■ **WHAT YOU NEED TO DO**
In every line of the records, look for "gray", then report how many lines have it and nothing else.

■ **GIVEN RECORDS**
****************************************
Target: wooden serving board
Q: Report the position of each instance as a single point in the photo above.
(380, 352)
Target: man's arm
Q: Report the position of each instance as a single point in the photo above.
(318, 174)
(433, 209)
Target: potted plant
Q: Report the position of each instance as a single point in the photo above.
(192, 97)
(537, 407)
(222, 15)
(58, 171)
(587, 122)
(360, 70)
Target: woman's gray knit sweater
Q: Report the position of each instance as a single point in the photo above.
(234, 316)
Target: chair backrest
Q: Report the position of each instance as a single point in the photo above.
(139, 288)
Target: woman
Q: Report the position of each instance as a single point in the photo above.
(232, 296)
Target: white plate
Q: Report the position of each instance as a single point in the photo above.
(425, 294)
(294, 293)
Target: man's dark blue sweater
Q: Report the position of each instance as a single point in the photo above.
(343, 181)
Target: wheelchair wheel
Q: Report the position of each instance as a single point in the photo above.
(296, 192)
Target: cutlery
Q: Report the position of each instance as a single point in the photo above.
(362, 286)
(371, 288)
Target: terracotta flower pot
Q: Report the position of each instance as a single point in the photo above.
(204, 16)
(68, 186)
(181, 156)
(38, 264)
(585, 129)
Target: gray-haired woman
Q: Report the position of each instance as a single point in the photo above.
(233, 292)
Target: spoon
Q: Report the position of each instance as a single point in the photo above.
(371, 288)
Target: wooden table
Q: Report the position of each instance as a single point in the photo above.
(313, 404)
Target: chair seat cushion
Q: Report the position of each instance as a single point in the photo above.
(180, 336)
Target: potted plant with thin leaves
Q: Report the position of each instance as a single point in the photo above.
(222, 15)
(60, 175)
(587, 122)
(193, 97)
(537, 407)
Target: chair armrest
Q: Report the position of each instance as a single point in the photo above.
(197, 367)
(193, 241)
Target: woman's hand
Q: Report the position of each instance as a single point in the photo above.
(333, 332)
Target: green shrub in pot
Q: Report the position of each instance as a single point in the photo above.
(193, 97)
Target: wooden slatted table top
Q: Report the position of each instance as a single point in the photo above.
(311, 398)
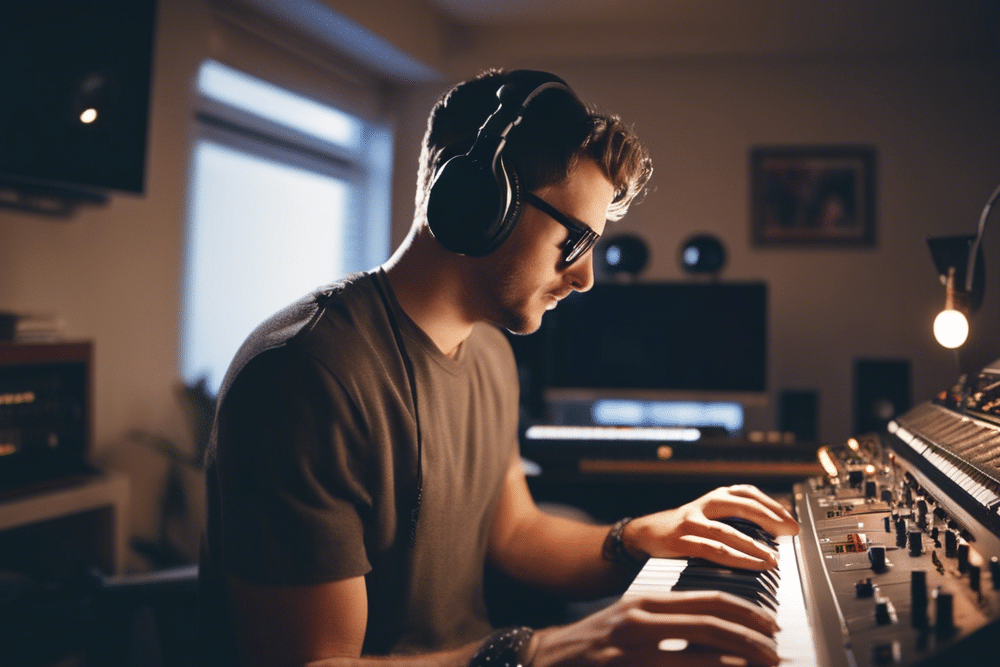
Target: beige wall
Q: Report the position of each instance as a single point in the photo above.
(113, 273)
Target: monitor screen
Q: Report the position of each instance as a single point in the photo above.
(666, 339)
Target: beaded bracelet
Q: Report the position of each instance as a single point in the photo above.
(504, 648)
(614, 547)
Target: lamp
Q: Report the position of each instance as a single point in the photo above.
(960, 265)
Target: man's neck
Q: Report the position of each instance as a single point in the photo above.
(427, 287)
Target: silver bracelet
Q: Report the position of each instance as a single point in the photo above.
(504, 648)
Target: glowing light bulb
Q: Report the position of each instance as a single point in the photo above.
(951, 328)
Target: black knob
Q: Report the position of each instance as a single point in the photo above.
(950, 544)
(918, 598)
(916, 543)
(944, 620)
(876, 556)
(974, 577)
(885, 653)
(882, 615)
(963, 557)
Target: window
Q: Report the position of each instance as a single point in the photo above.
(286, 194)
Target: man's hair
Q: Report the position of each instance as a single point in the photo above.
(556, 132)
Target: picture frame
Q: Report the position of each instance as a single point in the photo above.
(812, 195)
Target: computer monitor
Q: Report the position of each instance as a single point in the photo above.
(657, 341)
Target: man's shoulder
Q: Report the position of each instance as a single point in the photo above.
(336, 326)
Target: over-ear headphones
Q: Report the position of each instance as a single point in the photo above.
(475, 199)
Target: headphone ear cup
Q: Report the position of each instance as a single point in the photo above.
(467, 208)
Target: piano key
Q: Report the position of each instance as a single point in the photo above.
(796, 638)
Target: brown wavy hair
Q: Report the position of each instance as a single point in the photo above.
(556, 132)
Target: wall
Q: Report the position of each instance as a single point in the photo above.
(933, 126)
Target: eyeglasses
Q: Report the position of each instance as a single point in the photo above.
(581, 237)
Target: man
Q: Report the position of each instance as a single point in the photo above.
(364, 466)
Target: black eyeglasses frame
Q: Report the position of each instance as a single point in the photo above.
(581, 237)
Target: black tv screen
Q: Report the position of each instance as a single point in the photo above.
(74, 93)
(671, 337)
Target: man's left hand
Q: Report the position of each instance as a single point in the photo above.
(697, 529)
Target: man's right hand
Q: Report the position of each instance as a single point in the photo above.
(711, 628)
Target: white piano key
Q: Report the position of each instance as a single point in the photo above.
(796, 639)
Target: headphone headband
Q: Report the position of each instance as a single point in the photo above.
(475, 200)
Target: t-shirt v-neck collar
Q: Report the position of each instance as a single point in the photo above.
(413, 333)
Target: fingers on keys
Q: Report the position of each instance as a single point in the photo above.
(706, 624)
(748, 502)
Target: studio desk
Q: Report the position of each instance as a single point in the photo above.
(897, 561)
(610, 471)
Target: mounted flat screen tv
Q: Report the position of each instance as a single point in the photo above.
(668, 340)
(74, 93)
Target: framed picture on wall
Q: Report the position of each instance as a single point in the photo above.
(812, 195)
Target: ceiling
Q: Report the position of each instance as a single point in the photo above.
(435, 37)
(726, 27)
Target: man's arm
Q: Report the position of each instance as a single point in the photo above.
(565, 555)
(321, 625)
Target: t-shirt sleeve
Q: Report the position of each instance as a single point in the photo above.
(291, 461)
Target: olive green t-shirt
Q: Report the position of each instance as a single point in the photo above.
(312, 468)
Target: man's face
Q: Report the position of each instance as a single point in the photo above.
(526, 275)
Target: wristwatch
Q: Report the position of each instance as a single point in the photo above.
(505, 648)
(614, 547)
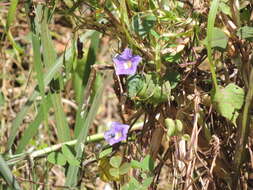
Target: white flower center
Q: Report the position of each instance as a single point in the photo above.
(128, 64)
(118, 135)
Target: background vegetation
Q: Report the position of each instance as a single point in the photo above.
(189, 107)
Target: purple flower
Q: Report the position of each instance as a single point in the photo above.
(117, 133)
(126, 63)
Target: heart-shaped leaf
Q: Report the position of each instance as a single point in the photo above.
(228, 101)
(115, 161)
(56, 158)
(114, 172)
(124, 168)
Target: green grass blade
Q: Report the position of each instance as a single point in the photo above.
(63, 131)
(20, 116)
(7, 175)
(91, 59)
(49, 56)
(79, 147)
(11, 13)
(210, 27)
(31, 131)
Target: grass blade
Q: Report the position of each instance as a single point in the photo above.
(20, 116)
(7, 175)
(11, 13)
(31, 131)
(79, 147)
(210, 27)
(91, 59)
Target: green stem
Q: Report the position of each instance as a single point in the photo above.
(210, 26)
(240, 152)
(43, 152)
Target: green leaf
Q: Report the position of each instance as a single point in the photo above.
(69, 156)
(245, 32)
(147, 163)
(105, 152)
(132, 185)
(147, 181)
(170, 124)
(56, 158)
(124, 168)
(115, 161)
(228, 101)
(114, 172)
(173, 77)
(2, 99)
(135, 164)
(219, 39)
(142, 24)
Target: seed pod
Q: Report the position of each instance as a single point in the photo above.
(170, 124)
(175, 127)
(148, 88)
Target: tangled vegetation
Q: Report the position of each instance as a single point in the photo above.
(126, 94)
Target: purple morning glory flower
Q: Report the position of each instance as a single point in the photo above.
(126, 63)
(117, 133)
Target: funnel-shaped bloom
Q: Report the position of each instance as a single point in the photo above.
(117, 133)
(126, 63)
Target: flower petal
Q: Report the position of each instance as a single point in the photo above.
(136, 59)
(126, 54)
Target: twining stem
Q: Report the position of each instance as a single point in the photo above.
(210, 26)
(43, 152)
(240, 152)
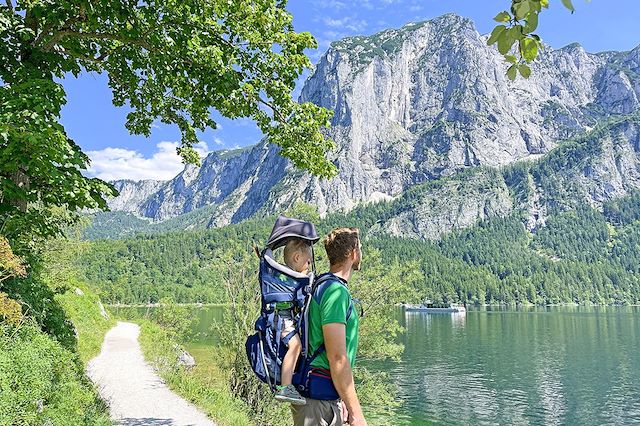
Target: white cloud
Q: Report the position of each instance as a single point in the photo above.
(120, 163)
(346, 23)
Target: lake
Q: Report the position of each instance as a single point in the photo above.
(555, 365)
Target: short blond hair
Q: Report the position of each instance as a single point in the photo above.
(340, 243)
(293, 246)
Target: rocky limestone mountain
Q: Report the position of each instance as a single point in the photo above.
(600, 166)
(412, 105)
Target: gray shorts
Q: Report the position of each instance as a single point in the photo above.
(317, 413)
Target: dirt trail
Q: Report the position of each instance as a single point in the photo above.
(136, 395)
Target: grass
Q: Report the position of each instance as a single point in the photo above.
(84, 312)
(42, 378)
(205, 385)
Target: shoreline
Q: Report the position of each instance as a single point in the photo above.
(157, 305)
****************************************
■ **ANSWER TO THIS EXERCISE**
3